• **WHAT THE TASK REQUIRES**:
Reproduce verbatim the portion of the text on the Dala'il al-Khayrat below, starting at the words "The legend behind" and stopping after the words "kindness to Muhammad.".
─── DOCUMENT SECTION ───
Dalāil al-khayrāt wa-shawāriq al-anwār fī dhikr al-ṣalāt alá al-Nabī al-mukhtār (), usually shortened to Dala'il al-Khayrat, is a famous collection of prayers for the Islamic prophet Muhammad, which was written by the Moroccan Shadhili scholar Muhammad al-Jazuli (died 1465 AD). It is popular in parts of the Islamic world amongst traditional Muslims—specifically North Africa, the Levant, Turkey, the Caucasus and South Asia—and is divided into sections for daily recitation.

Background
Moroccan hadith scholar Abdullah al-Talidi wrote of the Dala'il al-Khayrat: "Millions of Muslims from East to West tried it and found its good, its blessing, and its benefit for centuries and over generations, and witnessed its unbelievable spiritual blessings and light. Muslims avidly recited it, alone and in groups, in homes and mosques, utterly spending themselves in the Blessings on the Most Beloved and praising him".

The Dala'il al-Khayrat is the first major book in Islamic history which compiled litanies of peace and blessings upon Muhammad. It is also the most popular and most universally acclaimed collection of litanies asking God to bless him. Among some Sunni religious orders, most notably the Shadhili order, its recitation is a daily practice. In others however, its recitation is a purely voluntary daily practice. The work begins with the ninety nine names of God, and then the a collection of over one hundred names of Muhammad.

The legend behind the origin of the Dala'il al-Khayrat claims that al-Jazuli once awoke late for his morning prayers and began to look in vain for pure water to perform ritual ablutions. In the midst of his search al-Jazuli encountered a young girl who was aware of al-Jazuli's famed religiosity and was bewildered on why al-Jazuli could not find pure water. The girl then spat into a well which miraculously overflowed with pure sweet water for al-Jazuli to perform ablutions. Consequent to performing prayer, al-Jazuli inquired to the means by which the girl achieved such a high spiritual station. The girl replied it was simply by "Making constant prayer for God to bless the best of creation by the number of breaths and heartbeats." Al-Jazuli then resolved to write a work collecting litanies of prayers asking God to bless and show mercy and kindness to Muhammad.
─── GIVEN INFORMATION ───
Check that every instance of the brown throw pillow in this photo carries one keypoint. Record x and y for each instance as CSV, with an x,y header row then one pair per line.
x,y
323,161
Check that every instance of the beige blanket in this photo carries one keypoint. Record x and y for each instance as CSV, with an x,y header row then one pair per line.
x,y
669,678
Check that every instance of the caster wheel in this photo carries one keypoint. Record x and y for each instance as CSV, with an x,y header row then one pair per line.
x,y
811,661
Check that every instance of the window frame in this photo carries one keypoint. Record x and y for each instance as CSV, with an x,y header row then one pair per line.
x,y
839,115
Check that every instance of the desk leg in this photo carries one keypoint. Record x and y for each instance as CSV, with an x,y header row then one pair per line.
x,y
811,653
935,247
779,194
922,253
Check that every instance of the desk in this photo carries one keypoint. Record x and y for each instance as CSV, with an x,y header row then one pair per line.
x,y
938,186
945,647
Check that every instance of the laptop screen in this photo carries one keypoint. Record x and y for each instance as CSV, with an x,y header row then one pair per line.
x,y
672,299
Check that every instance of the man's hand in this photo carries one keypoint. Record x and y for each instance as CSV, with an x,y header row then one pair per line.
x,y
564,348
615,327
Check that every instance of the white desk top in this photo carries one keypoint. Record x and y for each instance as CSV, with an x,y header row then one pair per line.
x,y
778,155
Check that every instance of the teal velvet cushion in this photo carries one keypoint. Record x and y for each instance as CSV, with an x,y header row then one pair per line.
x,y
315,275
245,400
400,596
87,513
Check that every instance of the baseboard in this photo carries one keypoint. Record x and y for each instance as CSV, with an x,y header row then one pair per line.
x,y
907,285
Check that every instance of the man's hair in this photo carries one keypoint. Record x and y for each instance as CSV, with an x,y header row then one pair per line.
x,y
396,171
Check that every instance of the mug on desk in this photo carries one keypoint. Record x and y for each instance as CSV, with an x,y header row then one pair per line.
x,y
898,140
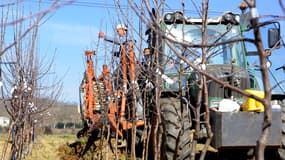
───
• **FINAL ANSWER**:
The legend behind the origin of the Dala'il al-Khayrat claims that al-Jazuli once awoke late for his morning prayers and began to look in vain for pure water to perform ritual ablutions. In the midst of his search al-Jazuli encountered a young girl who was aware of al-Jazuli's famed religiosity and was bewildered on why al-Jazuli could not find pure water. The girl then spat into a well which miraculously overflowed with pure sweet water for al-Jazuli to perform ablutions. Consequent to performing prayer, al-Jazuli inquired to the means by which the girl achieved such a high spiritual station. The girl replied it was simply by "Making constant prayer for God to bless the best of creation by the number of breaths and heartbeats." Al-Jazuli then resolved to write a work collecting litanies of prayers asking God to bless and show mercy and kindness to Muhammad.